Dataset rows on where objects appear
## START

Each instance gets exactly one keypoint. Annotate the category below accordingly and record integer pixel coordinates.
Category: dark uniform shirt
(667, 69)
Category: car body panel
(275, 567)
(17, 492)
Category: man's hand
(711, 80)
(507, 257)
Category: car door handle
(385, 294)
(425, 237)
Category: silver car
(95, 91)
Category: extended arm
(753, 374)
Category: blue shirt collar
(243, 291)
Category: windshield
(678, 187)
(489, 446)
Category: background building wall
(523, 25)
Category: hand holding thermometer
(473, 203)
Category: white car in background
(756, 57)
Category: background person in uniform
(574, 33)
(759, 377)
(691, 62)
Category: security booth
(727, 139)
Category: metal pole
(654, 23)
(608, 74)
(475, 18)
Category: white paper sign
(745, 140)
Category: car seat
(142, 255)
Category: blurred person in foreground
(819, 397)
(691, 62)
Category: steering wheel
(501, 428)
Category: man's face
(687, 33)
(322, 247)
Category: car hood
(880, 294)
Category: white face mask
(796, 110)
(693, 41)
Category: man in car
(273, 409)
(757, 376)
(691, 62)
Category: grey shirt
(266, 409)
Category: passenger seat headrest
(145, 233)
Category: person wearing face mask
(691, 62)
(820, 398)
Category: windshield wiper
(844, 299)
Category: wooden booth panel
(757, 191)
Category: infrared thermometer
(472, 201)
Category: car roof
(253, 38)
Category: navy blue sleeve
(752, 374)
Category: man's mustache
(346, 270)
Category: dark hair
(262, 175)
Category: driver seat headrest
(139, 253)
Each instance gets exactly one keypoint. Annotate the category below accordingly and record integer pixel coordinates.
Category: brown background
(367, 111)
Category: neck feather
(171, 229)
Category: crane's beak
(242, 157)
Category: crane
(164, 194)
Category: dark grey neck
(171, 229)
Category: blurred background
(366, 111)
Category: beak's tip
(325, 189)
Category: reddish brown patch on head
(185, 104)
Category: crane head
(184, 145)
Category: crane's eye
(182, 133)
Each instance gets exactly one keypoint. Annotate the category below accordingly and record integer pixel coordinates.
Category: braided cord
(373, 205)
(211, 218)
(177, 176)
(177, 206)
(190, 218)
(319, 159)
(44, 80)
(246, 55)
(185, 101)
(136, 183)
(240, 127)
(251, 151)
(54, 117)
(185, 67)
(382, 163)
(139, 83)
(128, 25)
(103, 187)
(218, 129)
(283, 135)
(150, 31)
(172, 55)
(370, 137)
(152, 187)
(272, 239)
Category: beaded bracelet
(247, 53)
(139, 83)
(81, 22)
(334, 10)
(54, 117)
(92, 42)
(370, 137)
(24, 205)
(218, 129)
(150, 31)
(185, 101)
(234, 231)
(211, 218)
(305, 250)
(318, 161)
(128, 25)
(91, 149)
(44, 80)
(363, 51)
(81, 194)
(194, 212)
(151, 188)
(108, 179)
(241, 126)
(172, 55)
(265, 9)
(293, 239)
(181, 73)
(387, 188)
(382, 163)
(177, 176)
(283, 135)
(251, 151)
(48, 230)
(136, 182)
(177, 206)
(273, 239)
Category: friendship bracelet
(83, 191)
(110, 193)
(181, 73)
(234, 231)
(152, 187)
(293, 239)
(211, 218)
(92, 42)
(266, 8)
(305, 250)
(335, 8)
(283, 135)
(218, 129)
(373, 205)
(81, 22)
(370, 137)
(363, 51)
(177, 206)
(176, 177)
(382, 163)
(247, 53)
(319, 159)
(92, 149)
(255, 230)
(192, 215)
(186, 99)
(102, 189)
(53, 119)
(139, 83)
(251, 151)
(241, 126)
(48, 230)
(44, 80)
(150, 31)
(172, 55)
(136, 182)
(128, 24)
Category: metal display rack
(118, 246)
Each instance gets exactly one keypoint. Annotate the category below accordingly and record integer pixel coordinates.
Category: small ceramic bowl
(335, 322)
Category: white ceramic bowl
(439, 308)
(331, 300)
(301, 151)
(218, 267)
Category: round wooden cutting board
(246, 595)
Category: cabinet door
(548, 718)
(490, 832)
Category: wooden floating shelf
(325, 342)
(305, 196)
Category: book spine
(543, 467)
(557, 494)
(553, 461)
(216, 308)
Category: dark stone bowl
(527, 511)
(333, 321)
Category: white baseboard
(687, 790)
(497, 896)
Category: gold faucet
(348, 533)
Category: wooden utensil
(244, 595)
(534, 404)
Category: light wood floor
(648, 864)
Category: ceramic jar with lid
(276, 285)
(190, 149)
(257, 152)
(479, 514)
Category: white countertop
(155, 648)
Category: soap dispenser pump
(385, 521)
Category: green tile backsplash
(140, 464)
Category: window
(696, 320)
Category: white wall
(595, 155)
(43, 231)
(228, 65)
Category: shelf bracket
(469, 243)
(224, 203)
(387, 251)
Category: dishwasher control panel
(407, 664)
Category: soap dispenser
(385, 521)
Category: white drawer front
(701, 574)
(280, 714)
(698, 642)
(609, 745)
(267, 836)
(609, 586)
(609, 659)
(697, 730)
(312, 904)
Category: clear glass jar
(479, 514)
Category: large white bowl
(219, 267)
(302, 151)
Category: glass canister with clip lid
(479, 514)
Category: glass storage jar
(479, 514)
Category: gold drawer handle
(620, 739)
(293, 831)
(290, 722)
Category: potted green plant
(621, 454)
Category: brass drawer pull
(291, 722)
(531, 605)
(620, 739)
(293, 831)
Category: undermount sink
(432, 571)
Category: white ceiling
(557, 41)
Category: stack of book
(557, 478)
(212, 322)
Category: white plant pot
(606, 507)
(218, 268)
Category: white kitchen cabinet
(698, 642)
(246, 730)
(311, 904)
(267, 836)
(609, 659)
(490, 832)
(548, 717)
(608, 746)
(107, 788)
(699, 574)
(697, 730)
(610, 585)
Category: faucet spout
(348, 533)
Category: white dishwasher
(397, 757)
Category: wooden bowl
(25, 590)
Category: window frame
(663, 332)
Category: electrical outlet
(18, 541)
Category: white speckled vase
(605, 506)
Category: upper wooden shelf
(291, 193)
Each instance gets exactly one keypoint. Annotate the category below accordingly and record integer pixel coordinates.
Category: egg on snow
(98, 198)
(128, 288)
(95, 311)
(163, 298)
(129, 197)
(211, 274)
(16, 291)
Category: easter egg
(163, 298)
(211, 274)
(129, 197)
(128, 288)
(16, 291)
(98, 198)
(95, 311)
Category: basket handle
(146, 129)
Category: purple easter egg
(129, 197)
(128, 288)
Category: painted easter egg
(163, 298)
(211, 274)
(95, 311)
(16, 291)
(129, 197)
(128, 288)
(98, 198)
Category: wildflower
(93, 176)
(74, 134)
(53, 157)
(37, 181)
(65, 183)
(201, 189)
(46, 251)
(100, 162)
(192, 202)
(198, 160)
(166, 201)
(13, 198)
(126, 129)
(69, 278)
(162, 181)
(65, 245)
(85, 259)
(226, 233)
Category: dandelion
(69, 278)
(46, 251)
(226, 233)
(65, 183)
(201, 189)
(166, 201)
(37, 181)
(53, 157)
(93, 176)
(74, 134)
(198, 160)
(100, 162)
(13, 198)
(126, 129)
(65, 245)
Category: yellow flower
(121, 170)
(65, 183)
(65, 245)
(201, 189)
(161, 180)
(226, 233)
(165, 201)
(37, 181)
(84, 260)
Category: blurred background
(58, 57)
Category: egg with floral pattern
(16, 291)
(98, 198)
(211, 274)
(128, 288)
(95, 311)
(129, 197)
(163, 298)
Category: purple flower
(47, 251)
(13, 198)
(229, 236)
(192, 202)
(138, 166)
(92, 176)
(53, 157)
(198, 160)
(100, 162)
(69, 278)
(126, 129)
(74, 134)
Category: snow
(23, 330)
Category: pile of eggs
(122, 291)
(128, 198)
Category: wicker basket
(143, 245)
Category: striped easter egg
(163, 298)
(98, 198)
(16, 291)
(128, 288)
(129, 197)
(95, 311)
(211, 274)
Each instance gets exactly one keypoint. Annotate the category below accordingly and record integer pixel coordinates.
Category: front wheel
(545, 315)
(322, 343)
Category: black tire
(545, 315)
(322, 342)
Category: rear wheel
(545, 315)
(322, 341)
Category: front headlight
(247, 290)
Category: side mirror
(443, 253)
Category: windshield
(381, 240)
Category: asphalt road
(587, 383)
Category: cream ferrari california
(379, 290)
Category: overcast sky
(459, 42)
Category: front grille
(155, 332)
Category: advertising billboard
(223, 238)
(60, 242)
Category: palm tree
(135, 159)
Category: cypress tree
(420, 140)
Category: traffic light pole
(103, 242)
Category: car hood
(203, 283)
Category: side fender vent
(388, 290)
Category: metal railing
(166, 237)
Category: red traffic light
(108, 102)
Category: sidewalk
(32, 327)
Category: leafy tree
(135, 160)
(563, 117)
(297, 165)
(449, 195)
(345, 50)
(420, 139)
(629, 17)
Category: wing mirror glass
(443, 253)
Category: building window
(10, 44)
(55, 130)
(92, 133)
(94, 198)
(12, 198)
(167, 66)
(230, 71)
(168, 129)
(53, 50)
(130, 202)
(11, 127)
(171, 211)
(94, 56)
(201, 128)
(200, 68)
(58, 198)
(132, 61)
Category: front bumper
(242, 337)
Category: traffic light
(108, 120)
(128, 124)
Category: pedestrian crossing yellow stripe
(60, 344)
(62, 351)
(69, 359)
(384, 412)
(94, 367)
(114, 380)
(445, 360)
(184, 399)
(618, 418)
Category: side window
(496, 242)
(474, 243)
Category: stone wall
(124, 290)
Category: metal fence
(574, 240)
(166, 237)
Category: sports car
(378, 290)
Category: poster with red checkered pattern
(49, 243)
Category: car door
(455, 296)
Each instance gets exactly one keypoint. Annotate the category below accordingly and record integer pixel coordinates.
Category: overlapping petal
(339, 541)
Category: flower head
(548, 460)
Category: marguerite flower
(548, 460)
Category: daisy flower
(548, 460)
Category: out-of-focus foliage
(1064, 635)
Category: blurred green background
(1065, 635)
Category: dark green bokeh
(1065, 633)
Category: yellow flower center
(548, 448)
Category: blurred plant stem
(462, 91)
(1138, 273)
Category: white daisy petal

## END

» PROBLEM STATEMENT: Repeat exactly the lines starting at the line with "Category: metal fence" and ending with the final line of the entries. Include nothing else.

» EXPECTED OUTPUT:
Category: metal fence
(574, 240)
(166, 237)
Category: sports car
(378, 290)
Category: poster with red checkered pattern
(49, 243)
Category: car door
(455, 296)
Each instance gets exactly one keypoint. Annotate the category below accordingly and record integer pixel coordinates.
Category: overlapping petal
(339, 541)
Category: flower head
(548, 460)
Category: marguerite flower
(548, 460)
Category: daisy flower
(548, 460)
Category: out-of-focus foliage
(1064, 635)
Category: blurred green background
(1065, 635)
Category: dark green bokeh
(1065, 633)
Category: yellow flower center
(548, 448)
Category: blurred plant stem
(462, 91)
(1138, 273)
Category: white daisy petal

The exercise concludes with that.